Exercise details:
Rewrite the rows below, substituting "coarse mask" for each occurrence of "rough mask" and leaving everything else as it is.

Dataset content:
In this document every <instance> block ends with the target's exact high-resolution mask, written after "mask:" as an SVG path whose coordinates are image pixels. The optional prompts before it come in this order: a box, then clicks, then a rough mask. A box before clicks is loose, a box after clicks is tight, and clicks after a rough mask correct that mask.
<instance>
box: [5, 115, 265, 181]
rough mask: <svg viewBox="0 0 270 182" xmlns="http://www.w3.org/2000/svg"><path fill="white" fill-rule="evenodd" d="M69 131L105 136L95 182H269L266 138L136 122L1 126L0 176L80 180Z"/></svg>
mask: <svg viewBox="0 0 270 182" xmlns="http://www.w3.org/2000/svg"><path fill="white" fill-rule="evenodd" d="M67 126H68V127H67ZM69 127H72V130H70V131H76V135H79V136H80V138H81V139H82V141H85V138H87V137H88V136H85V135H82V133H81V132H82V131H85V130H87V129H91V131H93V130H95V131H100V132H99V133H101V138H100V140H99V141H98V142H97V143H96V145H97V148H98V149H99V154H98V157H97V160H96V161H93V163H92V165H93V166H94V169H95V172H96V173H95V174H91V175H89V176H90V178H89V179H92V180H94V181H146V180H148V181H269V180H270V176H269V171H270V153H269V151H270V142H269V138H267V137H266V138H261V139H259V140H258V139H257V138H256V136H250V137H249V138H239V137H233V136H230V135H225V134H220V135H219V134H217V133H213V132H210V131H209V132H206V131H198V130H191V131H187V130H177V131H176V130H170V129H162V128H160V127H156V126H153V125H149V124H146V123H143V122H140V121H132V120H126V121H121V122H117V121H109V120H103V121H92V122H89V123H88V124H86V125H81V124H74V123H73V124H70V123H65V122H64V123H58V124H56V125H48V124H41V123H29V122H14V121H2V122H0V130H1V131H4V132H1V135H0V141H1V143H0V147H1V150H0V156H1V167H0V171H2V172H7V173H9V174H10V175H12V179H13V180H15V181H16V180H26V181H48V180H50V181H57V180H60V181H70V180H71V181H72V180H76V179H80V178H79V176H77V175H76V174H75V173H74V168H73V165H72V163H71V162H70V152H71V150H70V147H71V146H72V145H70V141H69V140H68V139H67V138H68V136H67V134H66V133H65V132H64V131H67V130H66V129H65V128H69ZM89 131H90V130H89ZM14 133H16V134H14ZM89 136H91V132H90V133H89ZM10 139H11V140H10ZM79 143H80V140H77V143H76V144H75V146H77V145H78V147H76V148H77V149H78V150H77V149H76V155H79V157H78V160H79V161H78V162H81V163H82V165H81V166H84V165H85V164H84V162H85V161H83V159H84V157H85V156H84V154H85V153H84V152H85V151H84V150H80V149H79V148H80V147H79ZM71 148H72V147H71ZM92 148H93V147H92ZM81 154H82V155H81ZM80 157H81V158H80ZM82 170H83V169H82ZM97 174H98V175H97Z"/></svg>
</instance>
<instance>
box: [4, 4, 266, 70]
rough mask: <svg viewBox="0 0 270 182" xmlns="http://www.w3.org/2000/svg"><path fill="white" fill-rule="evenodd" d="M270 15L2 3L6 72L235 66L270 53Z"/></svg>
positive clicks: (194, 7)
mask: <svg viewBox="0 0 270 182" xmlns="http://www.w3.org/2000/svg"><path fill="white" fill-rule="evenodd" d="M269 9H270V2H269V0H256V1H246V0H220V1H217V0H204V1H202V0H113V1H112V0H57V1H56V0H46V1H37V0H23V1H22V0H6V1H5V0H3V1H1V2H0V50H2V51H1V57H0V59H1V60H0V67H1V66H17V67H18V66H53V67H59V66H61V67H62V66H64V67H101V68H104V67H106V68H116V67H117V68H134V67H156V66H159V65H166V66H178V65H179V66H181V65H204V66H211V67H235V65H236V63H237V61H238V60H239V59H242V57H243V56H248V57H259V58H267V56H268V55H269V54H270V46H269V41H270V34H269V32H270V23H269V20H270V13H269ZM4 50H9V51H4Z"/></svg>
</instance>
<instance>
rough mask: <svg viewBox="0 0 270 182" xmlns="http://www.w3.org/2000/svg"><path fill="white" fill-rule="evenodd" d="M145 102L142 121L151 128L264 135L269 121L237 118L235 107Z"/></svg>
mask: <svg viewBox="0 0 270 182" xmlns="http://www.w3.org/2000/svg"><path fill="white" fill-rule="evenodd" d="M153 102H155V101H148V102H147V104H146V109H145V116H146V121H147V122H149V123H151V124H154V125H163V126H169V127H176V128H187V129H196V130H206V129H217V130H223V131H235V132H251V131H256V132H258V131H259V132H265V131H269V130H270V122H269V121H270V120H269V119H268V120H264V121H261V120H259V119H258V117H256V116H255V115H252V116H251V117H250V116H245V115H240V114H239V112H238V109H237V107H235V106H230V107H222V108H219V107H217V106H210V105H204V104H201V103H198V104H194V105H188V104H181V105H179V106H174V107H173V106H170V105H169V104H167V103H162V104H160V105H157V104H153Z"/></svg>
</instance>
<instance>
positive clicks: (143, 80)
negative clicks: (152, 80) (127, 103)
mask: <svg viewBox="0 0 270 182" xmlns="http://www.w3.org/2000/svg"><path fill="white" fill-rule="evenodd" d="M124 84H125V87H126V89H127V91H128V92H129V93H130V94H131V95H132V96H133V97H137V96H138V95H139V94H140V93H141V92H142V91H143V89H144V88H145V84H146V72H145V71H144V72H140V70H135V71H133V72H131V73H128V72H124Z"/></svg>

Expected answer:
In this document every <instance> block ends with the target's exact high-resolution mask, written after "mask:" as an SVG path whose coordinates are image pixels. The optional prompts before it come in this order: a box, then clicks, then a coarse mask. A box before clicks is loose, a box after clicks is tight, and clicks after a coarse mask correct that mask.
<instance>
box: [5, 115, 265, 181]
coarse mask: <svg viewBox="0 0 270 182" xmlns="http://www.w3.org/2000/svg"><path fill="white" fill-rule="evenodd" d="M69 131L105 136L95 182H269L266 138L136 122L1 126L0 176L80 180Z"/></svg>
mask: <svg viewBox="0 0 270 182" xmlns="http://www.w3.org/2000/svg"><path fill="white" fill-rule="evenodd" d="M67 126H68V127H67ZM69 127H72V130H70V131H76V135H79V136H80V138H81V139H82V141H85V138H87V137H88V136H85V135H82V133H81V132H82V131H85V130H87V129H91V131H93V130H95V131H100V132H99V133H101V138H100V140H99V141H98V142H97V143H96V145H97V148H98V149H99V154H98V157H97V160H96V161H93V163H92V165H93V166H94V169H95V172H96V173H95V174H91V175H89V176H90V178H89V179H92V180H94V181H146V180H148V181H269V180H270V176H269V171H270V153H269V151H270V142H269V138H267V137H266V138H261V139H259V140H258V139H257V138H256V136H250V137H249V138H239V137H233V136H230V135H225V134H220V135H219V134H217V133H213V132H210V131H209V132H206V131H198V130H191V131H187V130H177V131H176V130H170V129H162V128H160V127H156V126H153V125H149V124H146V123H143V122H140V121H132V120H126V121H121V122H117V121H109V120H103V121H92V122H89V123H88V124H86V125H81V124H74V123H73V124H70V123H65V122H64V123H58V124H56V125H48V124H41V123H29V122H14V121H2V122H0V130H1V131H4V132H1V135H0V141H1V143H0V147H1V150H0V156H1V167H0V171H2V172H7V173H9V174H10V175H12V179H13V180H15V181H16V180H26V181H48V180H50V181H57V180H60V181H70V180H71V181H72V180H76V179H80V178H79V176H77V175H76V174H75V173H74V168H73V165H72V163H71V162H70V152H71V150H70V147H71V146H72V145H70V141H69V140H68V139H67V138H68V136H67V134H66V133H65V132H64V131H67V130H66V129H65V128H69ZM89 131H90V130H89ZM14 133H16V134H14ZM89 136H91V132H90V133H89ZM10 139H11V140H10ZM79 143H80V140H77V143H76V144H75V146H77V145H78V147H76V148H77V149H78V150H77V149H76V155H79V157H78V160H79V161H78V162H81V163H82V165H81V166H84V165H85V164H84V162H85V161H83V159H84V157H85V156H84V154H85V153H84V152H85V151H84V150H80V149H79V148H80V147H79ZM71 148H72V147H71ZM92 148H93V147H92ZM81 154H82V155H81ZM80 157H81V158H80ZM82 170H83V169H82ZM97 174H98V175H97Z"/></svg>
</instance>
<instance>
box: [4, 4, 266, 70]
coarse mask: <svg viewBox="0 0 270 182" xmlns="http://www.w3.org/2000/svg"><path fill="white" fill-rule="evenodd" d="M270 15L2 3L6 72L235 66L270 53Z"/></svg>
positive clicks: (194, 7)
mask: <svg viewBox="0 0 270 182" xmlns="http://www.w3.org/2000/svg"><path fill="white" fill-rule="evenodd" d="M269 9H270V2H269V0H256V1H246V0H220V1H217V0H204V1H202V0H113V1H112V0H57V1H56V0H46V1H37V0H23V1H22V0H6V1H5V0H3V1H1V2H0V50H2V51H1V57H0V59H1V60H0V67H1V66H17V67H18V66H53V67H59V66H61V67H62V66H64V67H101V68H104V67H106V68H116V67H117V68H134V67H156V66H159V65H166V66H178V65H179V66H181V65H204V66H211V67H235V65H236V63H237V61H238V60H239V59H242V57H243V56H248V57H259V58H267V56H268V55H269V54H270V46H269V41H270V34H269V32H270V23H269V20H270V13H269ZM4 50H9V51H4Z"/></svg>
</instance>
<instance>
coarse mask: <svg viewBox="0 0 270 182" xmlns="http://www.w3.org/2000/svg"><path fill="white" fill-rule="evenodd" d="M145 102L142 121L151 128L264 135L269 121L237 118L235 107Z"/></svg>
mask: <svg viewBox="0 0 270 182" xmlns="http://www.w3.org/2000/svg"><path fill="white" fill-rule="evenodd" d="M153 102H155V101H148V102H147V104H146V109H145V116H146V121H147V122H149V123H151V124H154V125H163V126H169V127H176V128H187V129H196V130H206V129H217V130H223V131H235V132H251V131H256V132H258V131H259V132H265V131H269V130H270V122H269V121H270V120H269V119H268V120H264V121H261V120H259V119H258V117H256V116H255V115H252V116H251V117H250V116H245V115H240V114H239V112H238V109H237V107H235V106H230V107H222V108H219V107H217V106H210V105H204V104H201V103H198V104H194V105H188V104H181V105H179V106H174V107H173V106H170V105H169V104H167V103H162V104H160V105H157V104H153Z"/></svg>
</instance>
<instance>
positive clicks: (143, 80)
negative clicks: (152, 80) (127, 103)
mask: <svg viewBox="0 0 270 182" xmlns="http://www.w3.org/2000/svg"><path fill="white" fill-rule="evenodd" d="M124 84H125V87H126V89H127V91H128V92H129V93H130V94H131V95H132V96H133V97H137V96H138V95H139V94H140V93H141V92H142V91H143V89H144V88H145V84H146V72H145V71H144V72H140V70H135V71H133V72H131V73H128V72H124Z"/></svg>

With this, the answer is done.